Dataset records:
— Begin —
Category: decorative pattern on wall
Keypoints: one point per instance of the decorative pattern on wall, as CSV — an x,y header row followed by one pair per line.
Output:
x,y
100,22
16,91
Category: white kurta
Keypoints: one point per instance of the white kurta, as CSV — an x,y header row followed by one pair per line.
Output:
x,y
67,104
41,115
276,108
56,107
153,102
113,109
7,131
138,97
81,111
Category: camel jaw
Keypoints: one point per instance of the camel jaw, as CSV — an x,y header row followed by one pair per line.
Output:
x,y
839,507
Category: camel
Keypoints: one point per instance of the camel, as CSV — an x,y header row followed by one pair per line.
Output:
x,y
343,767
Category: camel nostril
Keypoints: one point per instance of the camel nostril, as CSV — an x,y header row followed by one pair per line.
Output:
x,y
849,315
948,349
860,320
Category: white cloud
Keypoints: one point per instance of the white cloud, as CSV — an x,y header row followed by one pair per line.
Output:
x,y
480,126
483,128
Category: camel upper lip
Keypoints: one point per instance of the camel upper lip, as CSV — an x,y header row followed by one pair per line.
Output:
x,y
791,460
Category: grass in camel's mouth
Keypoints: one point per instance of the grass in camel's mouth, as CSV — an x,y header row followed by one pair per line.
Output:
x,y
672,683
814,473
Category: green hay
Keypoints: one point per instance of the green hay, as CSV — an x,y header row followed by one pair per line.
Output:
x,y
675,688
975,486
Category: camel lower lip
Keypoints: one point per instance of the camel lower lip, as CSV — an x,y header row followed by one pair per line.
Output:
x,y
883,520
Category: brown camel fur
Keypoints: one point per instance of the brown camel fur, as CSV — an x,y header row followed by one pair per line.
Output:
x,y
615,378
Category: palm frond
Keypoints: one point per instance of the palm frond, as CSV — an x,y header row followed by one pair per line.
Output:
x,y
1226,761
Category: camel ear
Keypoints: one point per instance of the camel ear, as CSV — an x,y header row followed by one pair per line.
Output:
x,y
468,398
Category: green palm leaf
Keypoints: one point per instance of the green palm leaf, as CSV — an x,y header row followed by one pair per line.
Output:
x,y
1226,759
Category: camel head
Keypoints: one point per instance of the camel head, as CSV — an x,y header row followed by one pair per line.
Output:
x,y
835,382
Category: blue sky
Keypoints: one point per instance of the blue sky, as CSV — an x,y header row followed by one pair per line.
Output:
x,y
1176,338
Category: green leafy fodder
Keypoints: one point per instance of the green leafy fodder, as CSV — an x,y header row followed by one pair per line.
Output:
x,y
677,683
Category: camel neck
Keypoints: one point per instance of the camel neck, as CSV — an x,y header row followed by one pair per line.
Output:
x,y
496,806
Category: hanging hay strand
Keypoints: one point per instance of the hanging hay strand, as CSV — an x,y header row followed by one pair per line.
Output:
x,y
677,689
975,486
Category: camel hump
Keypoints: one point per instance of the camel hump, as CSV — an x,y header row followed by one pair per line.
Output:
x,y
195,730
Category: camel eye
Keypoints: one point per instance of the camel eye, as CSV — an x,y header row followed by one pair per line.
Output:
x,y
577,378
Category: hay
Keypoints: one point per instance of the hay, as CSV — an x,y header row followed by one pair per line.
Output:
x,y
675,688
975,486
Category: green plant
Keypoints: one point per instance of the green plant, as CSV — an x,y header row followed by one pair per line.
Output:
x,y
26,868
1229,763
— End —
Take the lines above and print them exactly.

▸ **CORRECT OUTPUT**:
Category: decorative pattern on wall
Keypoints: one point per instance of the decorative pattern on wall, as CSV — an x,y header row followed by one pair per line.
Output:
x,y
100,22
16,91
Category: white kurta
Keypoints: one point per instance of the white kurta, as CSV — an x,y header row followed by one pair per line.
Output:
x,y
67,104
41,115
276,108
56,107
153,102
113,109
7,131
138,97
81,111
Category: camel jaw
Keypoints: one point per instance of the camel jaw, as CSV — an x,y header row followed by one pair per line.
Output:
x,y
839,507
Category: camel
Keypoints: one point per instance of the camel, as CSV — an x,y header row followed by one pair per line.
Output:
x,y
343,767
Category: camel nostril
Keypoints: one point per instance of the camel nostril, as CSV — an x,y header row followed by one pair per line.
Output:
x,y
849,315
948,349
860,320
Category: white cloud
Keypoints: one point per instance of the white cloud, as CSV — an x,y header row followed by one pair per line.
Output:
x,y
480,126
483,128
Category: camel upper lip
Keypoints: one point per instance of the camel upper lip, as CSV — an x,y header row followed by one pair per line.
Output:
x,y
791,460
Category: grass in camel's mouth
Keypoints: one point per instance of the grass in camel's mouth, as CSV — an x,y header row followed by one pair per line.
Output:
x,y
672,683
814,473
Category: green hay
Keypoints: one point per instance of the green hay, as CSV — an x,y header row followed by one pair per line.
Output:
x,y
675,688
975,486
Category: camel lower lip
Keypoints: one point per instance of the camel lower lip, as CSV — an x,y header row followed by one pair per line.
Output:
x,y
883,520
Category: brown camel fur
Keypoints: one point per instance of the brown camel fur, as CSV — an x,y header row followed by one pair per line.
Output:
x,y
615,378
Category: palm frond
Keypoints: one point per instance of the palm frond, as CSV — an x,y header row followed by one pair per line.
Output:
x,y
1226,761
Category: camel ear
Keypoints: one point per instance of the camel ear, as CSV — an x,y header row followed by one pair per line.
Output:
x,y
468,398
Category: green palm leaf
Keypoints: one point per instance of the green palm leaf, as CSV — an x,y header row followed by one pair per line.
Output:
x,y
1226,759
Category: camel head
Keypoints: one point per instance of the camel head, as CSV — an x,y header row followed by one pair per line.
Output:
x,y
835,382
Category: blue sky
Keypoints: one point per instance of the blue sky, as CSV — an x,y header row followed by one pair per line.
Output:
x,y
1176,338
Category: green leafy fodder
Keypoints: one point per instance of the green leafy fodder, as CSV — an x,y header row followed by one pair per line.
Output:
x,y
677,683
Category: camel neck
Keypoints: one point per instance of the camel neck, as CSV — an x,y header row followed by one pair per line.
Output:
x,y
496,806
Category: hanging hay strand
Keypoints: one point per instance of the hanging hay strand, as CSV — an x,y header row followed by one pair per line.
Output:
x,y
677,689
975,486
Category: camel hump
Keypoints: one point per instance of the camel hump, as CSV — an x,y header row followed by one pair per line.
Output:
x,y
195,730
Category: camel eye
Keypoints: one point per instance of the camel eye, as CSV — an x,y header row followed by one pair per line.
Output:
x,y
577,378
Category: hay
Keypoints: one point per instance of the hay, as CSV — an x,y header row followed by one pair per line.
Output:
x,y
675,688
975,486
Category: green plant
Keypoints: one point per instance of the green plant, as CSV — an x,y header row followed by one pair per line.
Output:
x,y
26,868
1229,763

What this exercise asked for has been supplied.